The records below must be retyped exactly.

▶ [Exercise input]
►

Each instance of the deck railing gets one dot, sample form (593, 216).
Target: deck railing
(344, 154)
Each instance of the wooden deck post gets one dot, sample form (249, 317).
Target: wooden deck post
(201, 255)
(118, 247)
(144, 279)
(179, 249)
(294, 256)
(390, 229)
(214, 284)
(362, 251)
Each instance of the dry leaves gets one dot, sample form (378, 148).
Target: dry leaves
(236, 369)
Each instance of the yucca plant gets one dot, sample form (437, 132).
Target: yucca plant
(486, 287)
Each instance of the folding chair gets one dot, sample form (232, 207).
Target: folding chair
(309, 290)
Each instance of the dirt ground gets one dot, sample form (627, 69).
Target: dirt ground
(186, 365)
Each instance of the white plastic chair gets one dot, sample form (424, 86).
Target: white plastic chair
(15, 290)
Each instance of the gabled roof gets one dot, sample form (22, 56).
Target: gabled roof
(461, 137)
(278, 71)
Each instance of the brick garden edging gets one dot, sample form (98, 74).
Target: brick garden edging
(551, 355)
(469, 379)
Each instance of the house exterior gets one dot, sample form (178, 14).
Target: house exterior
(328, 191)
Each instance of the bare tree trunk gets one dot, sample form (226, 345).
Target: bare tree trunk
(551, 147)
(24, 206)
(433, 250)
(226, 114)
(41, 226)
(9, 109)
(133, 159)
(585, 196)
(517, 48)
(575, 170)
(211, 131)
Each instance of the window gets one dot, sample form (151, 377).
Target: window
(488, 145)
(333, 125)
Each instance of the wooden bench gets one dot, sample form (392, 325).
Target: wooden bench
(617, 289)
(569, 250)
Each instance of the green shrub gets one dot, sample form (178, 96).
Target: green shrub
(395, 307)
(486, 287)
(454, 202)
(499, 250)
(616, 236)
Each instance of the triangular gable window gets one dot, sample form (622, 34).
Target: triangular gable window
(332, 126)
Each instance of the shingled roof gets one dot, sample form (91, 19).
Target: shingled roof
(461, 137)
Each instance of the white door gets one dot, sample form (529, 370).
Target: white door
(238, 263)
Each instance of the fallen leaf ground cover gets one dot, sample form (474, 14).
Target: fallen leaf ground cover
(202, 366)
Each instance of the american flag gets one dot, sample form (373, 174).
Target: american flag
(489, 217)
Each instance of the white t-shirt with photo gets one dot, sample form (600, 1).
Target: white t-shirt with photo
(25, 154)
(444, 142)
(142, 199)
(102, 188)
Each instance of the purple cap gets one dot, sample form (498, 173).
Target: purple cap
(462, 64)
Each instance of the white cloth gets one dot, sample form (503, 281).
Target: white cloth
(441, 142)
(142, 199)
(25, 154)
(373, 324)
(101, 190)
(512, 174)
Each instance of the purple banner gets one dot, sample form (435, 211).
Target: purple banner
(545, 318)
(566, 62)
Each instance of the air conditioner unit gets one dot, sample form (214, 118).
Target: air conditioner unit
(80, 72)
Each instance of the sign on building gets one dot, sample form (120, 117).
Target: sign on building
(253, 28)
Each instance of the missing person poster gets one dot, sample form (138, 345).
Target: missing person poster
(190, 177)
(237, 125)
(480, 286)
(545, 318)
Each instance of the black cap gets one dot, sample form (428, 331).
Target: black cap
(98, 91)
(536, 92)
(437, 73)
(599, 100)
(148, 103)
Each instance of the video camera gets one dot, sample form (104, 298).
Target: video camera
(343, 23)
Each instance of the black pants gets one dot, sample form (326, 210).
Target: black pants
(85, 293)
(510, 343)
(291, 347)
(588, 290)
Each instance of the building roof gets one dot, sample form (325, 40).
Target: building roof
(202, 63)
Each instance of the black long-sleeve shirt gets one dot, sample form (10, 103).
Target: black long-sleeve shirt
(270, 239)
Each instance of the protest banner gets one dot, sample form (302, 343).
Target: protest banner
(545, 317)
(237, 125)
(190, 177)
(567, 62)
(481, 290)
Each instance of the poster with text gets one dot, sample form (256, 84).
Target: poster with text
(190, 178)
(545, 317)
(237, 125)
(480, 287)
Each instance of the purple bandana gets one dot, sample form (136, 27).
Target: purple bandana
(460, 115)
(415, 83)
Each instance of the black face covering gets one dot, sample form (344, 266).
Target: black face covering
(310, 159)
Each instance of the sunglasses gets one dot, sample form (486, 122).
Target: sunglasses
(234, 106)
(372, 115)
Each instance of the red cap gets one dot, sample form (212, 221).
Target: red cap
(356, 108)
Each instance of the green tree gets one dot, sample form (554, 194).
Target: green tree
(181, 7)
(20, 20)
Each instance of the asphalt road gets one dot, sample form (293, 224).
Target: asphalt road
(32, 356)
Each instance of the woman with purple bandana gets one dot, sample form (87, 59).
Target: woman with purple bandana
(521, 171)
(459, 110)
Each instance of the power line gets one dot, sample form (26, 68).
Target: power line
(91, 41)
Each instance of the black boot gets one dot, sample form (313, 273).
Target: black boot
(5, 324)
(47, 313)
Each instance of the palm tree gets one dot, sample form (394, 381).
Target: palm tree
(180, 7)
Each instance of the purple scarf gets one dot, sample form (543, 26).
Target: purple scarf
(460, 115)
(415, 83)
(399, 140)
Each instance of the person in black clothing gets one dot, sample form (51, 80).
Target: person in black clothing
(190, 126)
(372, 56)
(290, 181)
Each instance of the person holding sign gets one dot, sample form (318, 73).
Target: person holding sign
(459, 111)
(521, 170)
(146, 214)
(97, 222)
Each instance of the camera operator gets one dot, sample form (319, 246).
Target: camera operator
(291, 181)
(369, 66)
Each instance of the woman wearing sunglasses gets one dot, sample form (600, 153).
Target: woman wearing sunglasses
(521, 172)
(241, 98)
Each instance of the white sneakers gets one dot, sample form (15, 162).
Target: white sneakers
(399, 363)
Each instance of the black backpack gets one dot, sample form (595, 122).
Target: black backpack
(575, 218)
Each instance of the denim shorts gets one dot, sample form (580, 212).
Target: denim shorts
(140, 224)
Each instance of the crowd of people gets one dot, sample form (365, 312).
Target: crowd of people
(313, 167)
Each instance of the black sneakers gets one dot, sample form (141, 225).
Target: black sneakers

◄

▶ [Exercise answer]
Each instance of the deck railing gets one dot, sample form (593, 216).
Target: deck railing
(344, 154)
Each instance of the wooden deck post gets one dot, sample form (249, 317).
Target: wooden deck post
(201, 255)
(118, 247)
(144, 279)
(179, 249)
(294, 256)
(390, 229)
(214, 284)
(362, 251)
Each instance of the dry leaves gets one dot, sample form (378, 148).
Target: dry leaves
(236, 369)
Each instance of the yucca plant gets one dot, sample form (437, 132).
Target: yucca plant
(486, 287)
Each instance of the folding chair gets one dot, sample form (232, 207).
Target: folding chair
(309, 290)
Each instance of the dirt ground gets one dot, sample form (627, 69).
Target: dirt ground
(186, 365)
Each instance of the white plastic chair gets one dot, sample form (424, 86).
Target: white plastic chair
(15, 290)
Each instance of the gabled roof gets one dot, sample form (22, 56).
Target: gabled roof
(461, 137)
(278, 71)
Each instance of the brick garden edging gets one dot, sample form (98, 74).
Target: brick garden edging
(551, 355)
(469, 379)
Each instance of the house exterior gets one dot, sample form (178, 14).
Target: house exterior
(328, 191)
Each instance of the bare tree trunk gets one dot, sample form (226, 345).
Target: bare tree trunk
(551, 147)
(24, 206)
(433, 250)
(226, 114)
(41, 226)
(9, 109)
(133, 159)
(585, 196)
(517, 48)
(575, 170)
(211, 131)
Each instance of the window gets one dot, sample form (151, 377).
Target: window
(488, 145)
(333, 125)
Each instance of the wooden bench gets one dot, sample form (392, 325).
Target: wooden bench
(617, 289)
(569, 250)
Each instance of the green shrub gets one dot, sample form (178, 96).
Target: green shrub
(395, 307)
(486, 287)
(454, 202)
(499, 250)
(616, 236)
Each instance of the triangular gable window gets one dot, sample form (622, 34).
Target: triangular gable window
(332, 126)
Each instance of the shingled roof gets one dot, sample form (91, 19).
Target: shingled roof
(461, 137)
Each instance of the white door gets one dot, sample form (529, 370).
Target: white door
(238, 263)
Each instance of the fallen leaf ground cover gets one dot, sample form (474, 14).
Target: fallen leaf ground cover
(202, 366)
Each instance of the american flag gets one dot, sample form (373, 174).
Target: american flag
(489, 217)
Each instance of the white t-shirt with photo gets one dot, sample form (600, 1).
Target: white t-shirt with photo
(25, 154)
(444, 142)
(142, 199)
(102, 188)
Each instance of the purple cap gets one dot, sample form (498, 173).
Target: purple cap
(462, 64)
Each instance of the white cloth gets one dot, sample form (503, 281).
Target: white cloth
(441, 142)
(142, 199)
(25, 154)
(373, 324)
(101, 190)
(512, 174)
Each instance of the purple banner gets one dot, sample form (435, 211).
Target: purple banner
(545, 318)
(566, 62)
Each instance of the air conditioner unit gets one dot, sample form (214, 118).
Target: air conditioner unit
(80, 72)
Each instance of the sign on building gets one dot, sample form (120, 117).
Target: sign on building
(253, 28)
Each instance of the missing person poster gets one dot, sample form (138, 345).
Target: missing person poster
(190, 177)
(237, 125)
(480, 286)
(545, 318)
Each instance of the black cap gets one dot, sample form (428, 331).
Target: black cap
(98, 91)
(536, 92)
(437, 73)
(599, 100)
(148, 103)
Each instance of the video camera gets one dot, sample form (104, 298).
Target: video camera
(343, 23)
Each instance of the black pants gets one dot, sample form (326, 210).
Target: black pants
(85, 293)
(510, 343)
(291, 347)
(588, 290)
Each instance of the building roof gets one dot, sample form (325, 40).
Target: building roof
(202, 63)
Each instance of the black long-sleeve shirt gets one dot, sample form (10, 103).
Target: black long-sleeve shirt
(270, 239)
Each instance of the protest banner gets one dot, sample form (302, 343).
Target: protest banner
(545, 317)
(237, 125)
(190, 177)
(567, 62)
(481, 290)
Each instance of the poster with text gets one dot, sample form (256, 84).
Target: poster with text
(190, 178)
(545, 317)
(237, 125)
(480, 287)
Each instance of the purple bandana gets one dot, sample form (136, 27).
Target: purple bandana
(460, 115)
(415, 83)
Each instance of the black face covering gets one dot, sample form (344, 266).
Target: black face covering
(310, 159)
Each instance of the sunglasses gets one dot, sample form (486, 122).
Target: sunglasses
(234, 106)
(372, 115)
Each instance of the red cap gets one dot, sample form (212, 221).
Target: red cap
(356, 108)
Each instance of the green tree gets one dot, sample form (554, 194).
Target: green tree
(181, 7)
(20, 20)
Each instance of the asphalt road gets one dot, sample form (293, 224).
Target: asphalt road
(32, 356)
Each instance of the woman with purple bandana gets one dot, sample form (87, 59).
Target: woman with purple bandana
(521, 171)
(459, 110)
Each instance of the power line gets one dot, sample form (26, 68).
Target: power line
(91, 41)
Each instance of the black boot gets one dot, sample form (313, 273).
Target: black boot
(5, 324)
(47, 313)
Each instance of the palm tree gets one dot, sample form (394, 381).
Target: palm tree
(180, 7)
Each instance of the purple scarf gets one dot, sample form (543, 26).
Target: purple scarf
(460, 115)
(415, 83)
(399, 140)
Each instance of the person in black clothing gets one dot, sample form (51, 80).
Target: person in black clothing
(190, 126)
(372, 56)
(290, 181)
Each instance of the person holding sign gets one dot, sample form (318, 73).
Target: person holding sign
(459, 111)
(521, 170)
(146, 214)
(97, 222)
Each instance of the camera operator gets one dot, sample form (319, 246).
Target: camera operator
(291, 181)
(369, 66)
Each instance of the woman wearing sunglasses gets one dot, sample form (600, 153).
Target: woman wearing sunglasses
(521, 172)
(241, 98)
Each instance of the white sneakers gets one dot, sample form (15, 162).
Target: white sneakers
(399, 363)
Each instance of the black backpack gets one dot, sample form (595, 122).
Target: black backpack
(575, 218)
Each instance of the denim shorts gets one dot, sample form (580, 212).
Target: denim shorts
(140, 224)
Each instance of the crowd of people gets one dot, sample form (365, 312).
Target: crowd of people
(313, 167)
Each instance of the black sneakers gets one dot, sample form (141, 225).
Target: black sneakers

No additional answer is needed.